— Your instructions —
Copy the data. Keep every character as given.

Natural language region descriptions
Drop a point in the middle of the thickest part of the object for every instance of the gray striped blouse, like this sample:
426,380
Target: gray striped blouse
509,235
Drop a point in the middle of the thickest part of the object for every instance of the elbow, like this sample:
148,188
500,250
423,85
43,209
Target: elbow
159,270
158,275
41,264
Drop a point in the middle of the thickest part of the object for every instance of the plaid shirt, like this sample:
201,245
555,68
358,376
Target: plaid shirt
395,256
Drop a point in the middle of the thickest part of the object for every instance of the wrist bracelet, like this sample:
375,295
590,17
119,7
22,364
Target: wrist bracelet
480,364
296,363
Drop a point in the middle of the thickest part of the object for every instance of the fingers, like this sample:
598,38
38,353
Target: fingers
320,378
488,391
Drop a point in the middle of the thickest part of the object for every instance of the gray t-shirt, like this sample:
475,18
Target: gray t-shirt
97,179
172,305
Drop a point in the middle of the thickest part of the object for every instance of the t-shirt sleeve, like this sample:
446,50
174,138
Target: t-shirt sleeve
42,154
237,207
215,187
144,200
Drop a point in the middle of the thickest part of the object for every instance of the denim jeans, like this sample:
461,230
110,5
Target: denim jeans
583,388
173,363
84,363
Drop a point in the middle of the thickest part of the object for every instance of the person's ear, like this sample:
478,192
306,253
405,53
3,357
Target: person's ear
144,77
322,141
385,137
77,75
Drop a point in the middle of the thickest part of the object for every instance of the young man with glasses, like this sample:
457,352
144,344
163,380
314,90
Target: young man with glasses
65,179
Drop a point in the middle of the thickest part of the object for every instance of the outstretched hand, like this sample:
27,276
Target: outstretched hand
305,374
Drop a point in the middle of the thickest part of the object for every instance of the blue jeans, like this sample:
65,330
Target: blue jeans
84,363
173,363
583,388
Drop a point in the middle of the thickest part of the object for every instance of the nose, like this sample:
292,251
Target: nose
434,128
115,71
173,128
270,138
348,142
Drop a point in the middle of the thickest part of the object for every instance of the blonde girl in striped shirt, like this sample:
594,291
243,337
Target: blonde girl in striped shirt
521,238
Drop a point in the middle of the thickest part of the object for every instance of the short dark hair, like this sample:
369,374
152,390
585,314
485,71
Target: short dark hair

— Answer to this task —
Drop a point in the middle of the thickest part of the object for every instance of the gray striped blouse, like this sample:
426,380
Target: gray striped blouse
509,235
Drop a point in the middle of the thickest part of the object for every instance of the elbow, like this sample:
148,188
500,250
423,85
43,209
Target: elbow
159,270
158,275
41,264
Drop a point in the middle of the thickest part of the object for every instance of the plaid shirt, like this sample:
201,245
555,68
358,376
Target: plaid shirt
395,256
Drop a point in the middle of the thickest part of the object for every instance of the wrist bracelet, like this sample:
375,295
590,17
119,7
22,364
Target: wrist bracelet
480,364
296,363
Drop a point in the middle of the thickest part of the object for every instance of the fingers, like this sample:
598,38
38,353
Target: fingers
320,378
488,391
Drop a point in the middle of the thickest part of the object for every instance of the gray t-shirt, like this sample:
475,18
Target: gray t-shirt
97,179
172,305
Drop a point in the middle of the thickest part of the object for every instance of the t-shirt sleeve, like this sample:
446,50
174,138
Target: t-shirt sleeve
42,154
237,207
215,187
144,200
Drop a point in the middle of the thickest part of the object for every instance of the denim jeans, like this sample:
461,230
110,5
Target: denim jeans
583,388
173,363
84,363
Drop a point in the middle of the thickest part of the object for every instance of the person's ear, like this sample:
478,192
306,253
405,53
3,357
Target: person's ear
144,77
322,141
385,137
77,75
Drop a point in the middle of the thickest part of the object for every instance of the young man with glasses, like this sample:
457,352
144,344
163,380
314,90
Target: young man with glasses
65,179
Drop a point in the middle of the thickest part of the object for every instance of the outstretched hand, like this sample:
27,276
Target: outstretched hand
305,374
Drop a point in the middle of the thickest part of the object for every instance of the blue jeans, like this sample:
65,330
Target: blue jeans
84,363
173,363
583,388
Drop a point in the middle of the thickest part of the object for every instance of the nose, like this sample:
292,251
Target: nose
434,128
115,71
173,128
270,138
348,142
Drop a point in the middle of the thickest part of the object for every instance of the blonde girl in striped shirt, like this sample:
594,291
243,337
Target: blonde girl in striped shirt
521,238
Drop a point in the middle of the thickest part of the object for every instance of the short dark hair, like this sample:
369,374
152,390
585,314
485,71
Target: short dark hair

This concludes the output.